Source records
____________
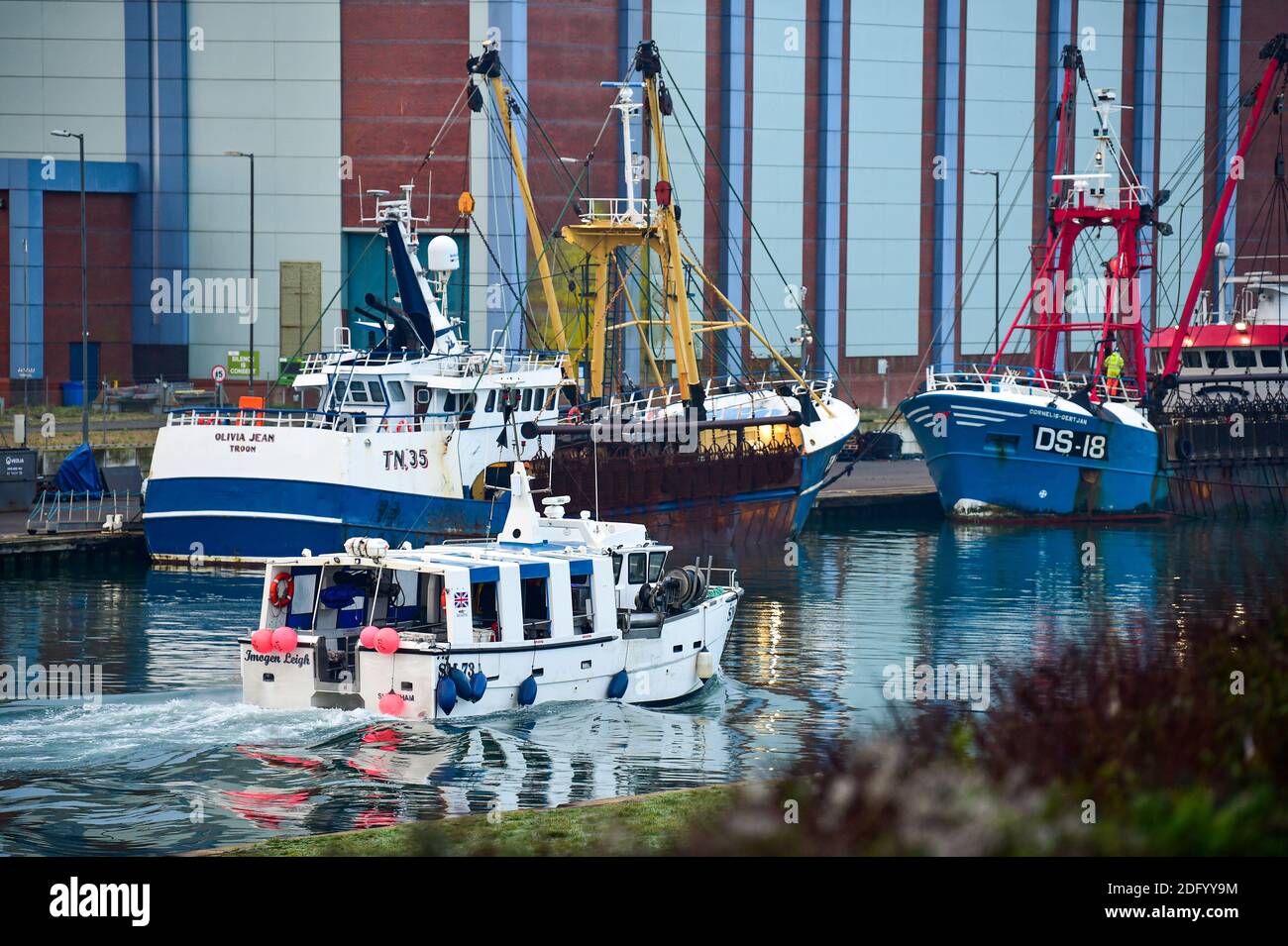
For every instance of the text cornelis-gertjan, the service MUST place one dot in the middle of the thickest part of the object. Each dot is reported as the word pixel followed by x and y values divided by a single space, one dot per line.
pixel 75 898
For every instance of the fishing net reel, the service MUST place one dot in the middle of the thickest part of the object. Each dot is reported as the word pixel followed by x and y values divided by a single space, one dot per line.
pixel 677 591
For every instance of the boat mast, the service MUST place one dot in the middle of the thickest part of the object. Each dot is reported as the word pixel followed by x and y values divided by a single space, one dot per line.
pixel 488 65
pixel 1276 52
pixel 1080 202
pixel 648 62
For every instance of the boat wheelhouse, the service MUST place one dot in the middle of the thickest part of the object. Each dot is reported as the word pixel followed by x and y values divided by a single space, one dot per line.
pixel 1237 352
pixel 552 609
pixel 407 441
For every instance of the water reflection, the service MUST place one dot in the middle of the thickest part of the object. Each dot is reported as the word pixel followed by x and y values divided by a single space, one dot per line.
pixel 171 761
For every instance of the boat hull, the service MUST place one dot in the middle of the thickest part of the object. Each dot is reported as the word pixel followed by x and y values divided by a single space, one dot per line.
pixel 662 667
pixel 254 519
pixel 999 457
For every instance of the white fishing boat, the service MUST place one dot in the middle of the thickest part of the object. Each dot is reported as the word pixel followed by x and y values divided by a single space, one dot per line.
pixel 552 609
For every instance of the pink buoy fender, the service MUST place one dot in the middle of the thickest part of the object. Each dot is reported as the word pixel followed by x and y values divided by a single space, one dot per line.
pixel 391 704
pixel 284 640
pixel 386 640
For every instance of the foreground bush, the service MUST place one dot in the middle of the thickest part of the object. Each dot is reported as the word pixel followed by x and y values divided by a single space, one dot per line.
pixel 1159 743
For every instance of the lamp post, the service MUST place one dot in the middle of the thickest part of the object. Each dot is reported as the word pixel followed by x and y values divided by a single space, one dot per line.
pixel 250 289
pixel 997 245
pixel 85 395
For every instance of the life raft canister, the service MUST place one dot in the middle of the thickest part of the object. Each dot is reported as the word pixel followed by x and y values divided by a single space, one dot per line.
pixel 282 589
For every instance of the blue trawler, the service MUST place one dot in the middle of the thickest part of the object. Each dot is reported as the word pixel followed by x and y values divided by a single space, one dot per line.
pixel 1004 441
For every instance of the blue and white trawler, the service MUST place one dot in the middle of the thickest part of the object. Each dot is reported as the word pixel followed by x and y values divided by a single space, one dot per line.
pixel 408 439
pixel 554 607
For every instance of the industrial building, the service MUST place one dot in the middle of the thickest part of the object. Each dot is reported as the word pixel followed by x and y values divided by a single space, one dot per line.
pixel 837 139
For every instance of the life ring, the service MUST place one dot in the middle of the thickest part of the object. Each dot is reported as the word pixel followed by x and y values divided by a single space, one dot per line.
pixel 277 596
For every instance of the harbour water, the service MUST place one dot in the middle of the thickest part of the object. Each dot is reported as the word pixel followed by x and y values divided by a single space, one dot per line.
pixel 171 761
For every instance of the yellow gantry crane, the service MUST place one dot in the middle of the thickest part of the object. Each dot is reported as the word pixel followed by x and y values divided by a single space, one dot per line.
pixel 631 222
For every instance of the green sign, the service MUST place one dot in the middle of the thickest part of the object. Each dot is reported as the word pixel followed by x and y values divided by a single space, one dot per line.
pixel 287 368
pixel 239 364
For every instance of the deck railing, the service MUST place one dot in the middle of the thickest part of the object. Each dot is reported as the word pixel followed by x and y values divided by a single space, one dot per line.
pixel 660 398
pixel 1008 377
pixel 468 365
pixel 58 511
pixel 296 418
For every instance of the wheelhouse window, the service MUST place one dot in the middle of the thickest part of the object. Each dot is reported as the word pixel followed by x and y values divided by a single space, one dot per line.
pixel 536 607
pixel 579 585
pixel 636 568
pixel 656 560
pixel 487 620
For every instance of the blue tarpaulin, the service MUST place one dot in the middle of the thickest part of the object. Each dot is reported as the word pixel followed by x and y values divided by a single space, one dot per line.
pixel 78 473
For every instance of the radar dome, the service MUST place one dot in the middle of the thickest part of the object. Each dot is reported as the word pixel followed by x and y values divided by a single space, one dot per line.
pixel 443 254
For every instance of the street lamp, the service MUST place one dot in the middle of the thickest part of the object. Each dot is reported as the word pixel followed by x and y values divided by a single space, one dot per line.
pixel 997 245
pixel 85 398
pixel 250 289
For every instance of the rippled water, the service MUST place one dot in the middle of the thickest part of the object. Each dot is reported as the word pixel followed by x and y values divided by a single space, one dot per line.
pixel 172 761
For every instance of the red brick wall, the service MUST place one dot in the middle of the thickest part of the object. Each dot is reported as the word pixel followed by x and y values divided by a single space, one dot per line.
pixel 108 242
pixel 402 65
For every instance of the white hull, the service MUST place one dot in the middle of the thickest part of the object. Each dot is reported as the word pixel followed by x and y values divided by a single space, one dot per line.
pixel 661 670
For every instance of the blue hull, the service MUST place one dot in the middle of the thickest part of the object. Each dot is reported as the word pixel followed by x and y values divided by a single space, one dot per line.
pixel 814 468
pixel 254 519
pixel 1000 457
pixel 249 519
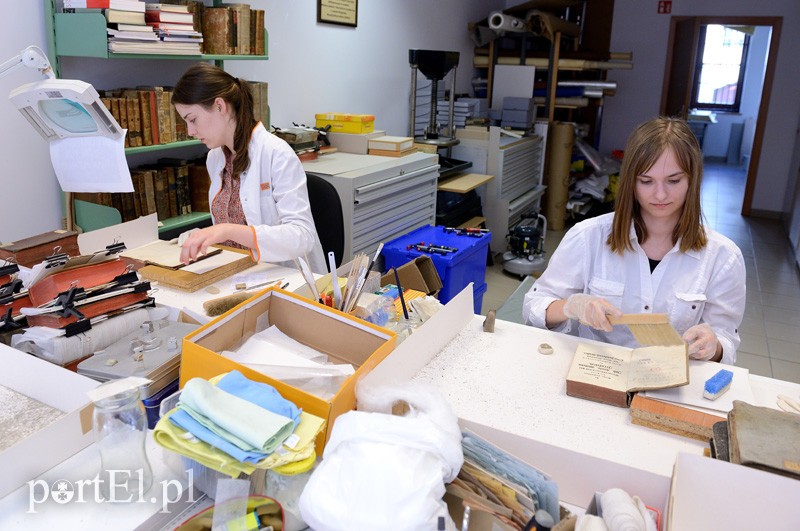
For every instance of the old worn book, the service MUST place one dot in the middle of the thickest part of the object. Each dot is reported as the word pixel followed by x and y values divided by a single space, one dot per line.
pixel 32 250
pixel 612 374
pixel 217 31
pixel 673 418
pixel 764 438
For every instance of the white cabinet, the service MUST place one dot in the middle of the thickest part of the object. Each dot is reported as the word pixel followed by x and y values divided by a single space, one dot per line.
pixel 518 168
pixel 382 197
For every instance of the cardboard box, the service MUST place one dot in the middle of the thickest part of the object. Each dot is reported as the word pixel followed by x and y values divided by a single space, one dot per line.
pixel 345 339
pixel 419 274
pixel 59 440
pixel 346 123
pixel 707 493
pixel 352 142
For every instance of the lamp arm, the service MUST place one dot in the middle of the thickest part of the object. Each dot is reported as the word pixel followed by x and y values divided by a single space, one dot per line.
pixel 32 57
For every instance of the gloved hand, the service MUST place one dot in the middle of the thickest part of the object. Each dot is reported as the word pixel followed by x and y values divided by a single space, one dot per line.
pixel 702 342
pixel 590 310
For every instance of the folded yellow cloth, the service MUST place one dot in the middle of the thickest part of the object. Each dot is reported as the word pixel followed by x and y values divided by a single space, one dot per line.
pixel 173 438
____________
### EXERCISE OBJECTIVE
Reproduce every one of the lines above without any alteration, omitting the pictures.

### RESPONSE FOR THIS EXERCISE
For every instance of the text cornelis-gertjan, the service MUST place one dot in the middle of the thickest part of the object. Each dot is reported as the word pixel followed by x and y values divided by a single space, one dot per line.
pixel 75 898
For every instance of the fishing net reel, the service MUST place one dot in the middle of the thickest part of the object. Each dot is reported as the word pixel followed by x and y values divided by a single space, one dot per line.
pixel 677 591
For every instance of the boat mast, the service MUST place one dot in the middle of the thickest part of the object. Each dot is reported as the word pixel followed by x and y values divided by a single space, one dot per line.
pixel 488 65
pixel 1276 52
pixel 1080 202
pixel 648 62
For every instance of the boat wheelhouse, the service MUST place one dot in the middle of the thickest part of the object. Each dot is reported as the word pixel followed by x and y values divided by a single space, one dot per line.
pixel 1237 352
pixel 552 609
pixel 407 441
For every instance of the water reflection, the service MUST place one dot in the middle of the thickest part of the object. Each dot is reported as the word pixel followed by x and y values divided by a single space, one dot per line.
pixel 171 761
For every instance of the boat hull, the service MUST place one dot in the middle of the thickest part of the object. Each dot is reported as the word pixel followed by x and y values divided by a single space, one dot per line.
pixel 662 667
pixel 254 519
pixel 999 457
For every instance of the white fishing boat, the service MUST place one dot in the middle of the thickest part of the object. Each dot is reported as the word pixel followed by x and y values divided by a single space, one dot per line.
pixel 552 609
For every instance of the pink buoy fender, the service MUST place one dot in the middle of the thickest part of the object. Each dot is reported as the word pixel followed by x and y values divided by a single space, one dot per line.
pixel 391 704
pixel 284 640
pixel 386 640
For every instance of the foreground bush, the service MUST place one dot in the middle of the thickest part of the object. Each dot is reported as the word pixel followed by x and y values divided by a single space, one dot per line.
pixel 1159 743
For every instance of the lamp post, the service MUST place one dot in the middle of the thickest part of the object. Each dot is reported as the word pixel followed by x and y values divided by a single space, one dot per line.
pixel 250 289
pixel 997 245
pixel 85 395
For every instance of the life raft canister, the service MUST place one dot in the middle of the thickest part of the object. Each dot is reported as the word pixel followed by x and y values divided by a single space, one dot per line.
pixel 282 589
For every instance of the blue trawler, the service MUST place one dot in the middle of the thickest part of the object. Each dot is reported as the word pixel followed by x and y values divided by a single space, one dot per line.
pixel 1004 441
For every instance of the blue and white trawler, the service MUST place one dot in the middle of the thickest part of the object. Each dot is reported as the word pixel followed by x and y values divided by a single space, one dot per line.
pixel 408 439
pixel 554 607
For every instance of the industrial building, the service MUST place one dot in the middle of the thickest part of the object. Each dot is reported as the word pixel followed by x and y values divided by a single space, one dot per line.
pixel 837 139
For every instance of the life ring, the service MUST place one dot in the middle of the thickest part of the object. Each dot is reported as the word pixel followed by x and y values divided by a single space, one dot per line.
pixel 277 596
For every instance of the harbour water, the service MUST place one dot in the middle of the thickest part of the object. Each dot is reported as the word pixel followed by x and y values divided by a single space, one dot per line.
pixel 171 761
For every instance of the yellow gantry crane, the service MUST place one dot in the middle of the thickest part of the object. Each dot is reported as the word pixel followed by x and y values divided by a single space, one dot per line.
pixel 631 222
For every instance of the green sign, the service MUST place one dot in the middle of the thickest part of the object. Each dot is reported as the word pixel followed by x and y values divided by a single space, one dot per line.
pixel 287 368
pixel 239 364
For every instance of the deck railing, the service MUST place one dot in the middle of the thickest part of the object. Each dot is reported as the word pixel followed by x and y values divided by a single space, one dot per line.
pixel 660 398
pixel 1008 377
pixel 468 365
pixel 58 511
pixel 296 418
For every instance of the wheelhouse window, the service MUST place one dot in the middle of the thickest part of the object. Each dot is reported as the word pixel followed by x and y values divided by a single space, one dot per line.
pixel 536 607
pixel 579 585
pixel 636 568
pixel 656 560
pixel 487 620
For every instance of the blue tarpaulin, the service MUST place one dot in the middle of the thickest part of the object. Each dot is reported as the word pixel followed by x and y values divided by a single space, one dot per line.
pixel 78 473
For every instance of the radar dome, the service MUST place one dot in the middle of the thickest part of the object. Each dot is reported as the word pixel followed by x and y values divided by a single space, one dot per line.
pixel 443 254
For every instance of the street lamp, the service MUST place one dot in the middle of the thickest part of the object. Each dot is reported as the word pixel followed by x and y values divided by a single space, one dot per line.
pixel 997 245
pixel 85 398
pixel 250 289
For every instance of the rippled water, the service MUST place one dot in the middle of the thickest part of the object. Each dot is reported as the word pixel followed by x and y values divided by a single space, one dot per line.
pixel 172 761
For every instance of the red brick wall, the service MUST place one dot in the middle of the thickest part of the object. Each dot is reported as the word pixel followed by x and y values divided by a single space, one dot per line.
pixel 108 242
pixel 402 65
For every instance of the white hull, the service MUST place one dot in the middle of the thickest part of the object. Each dot is reported as the word pixel followed by x and y values divided by a single space, one dot per line.
pixel 661 670
For every instance of the blue hull, the service MUST place one dot in the middle of the thickest part of the object. Each dot is reported as the word pixel followed by x and y values divided by a single space, one dot per line.
pixel 814 468
pixel 254 519
pixel 1000 457
pixel 249 519
For every instance of the old worn book, the service MUST place one dot in the middle of the thickest part of the object. Each dot is reported as the word pixel followed by x and y values divided by a single space, one dot per line.
pixel 32 250
pixel 612 374
pixel 217 31
pixel 673 418
pixel 764 438
For every instance of the white cabinet, the service MUST place one dot in the middle of the thickest part of the object. Each dot is reported as the word pixel followed by x and y values divided by a single space, one dot per line.
pixel 518 168
pixel 382 197
For every instance of the cardboard box, the service MUST place one dot in the middle of the thickest part of the object. Each dot is reported as the word pixel followed by x and y values divided by a single space, one dot per line.
pixel 345 339
pixel 419 274
pixel 59 440
pixel 346 123
pixel 707 493
pixel 352 142
For every instance of the lamp arm, the service MUST place one dot in the middle of the thickest part of the object. Each dot is reported as the word pixel followed by x and y values divided by a single space, one dot per line.
pixel 32 57
For every instance of the gloved hand, the service MUST place one dot in the middle of the thickest part of the object. Each dot is reported as the word pixel followed by x and y values divided by a single space, one dot per line.
pixel 702 342
pixel 590 310
For every instance of the folded yellow cloth, the service MUST place one dot in the middle of the thickest part of the object. Each dot is reported as the word pixel followed by x and y values divided by a single space, one dot per line.
pixel 173 438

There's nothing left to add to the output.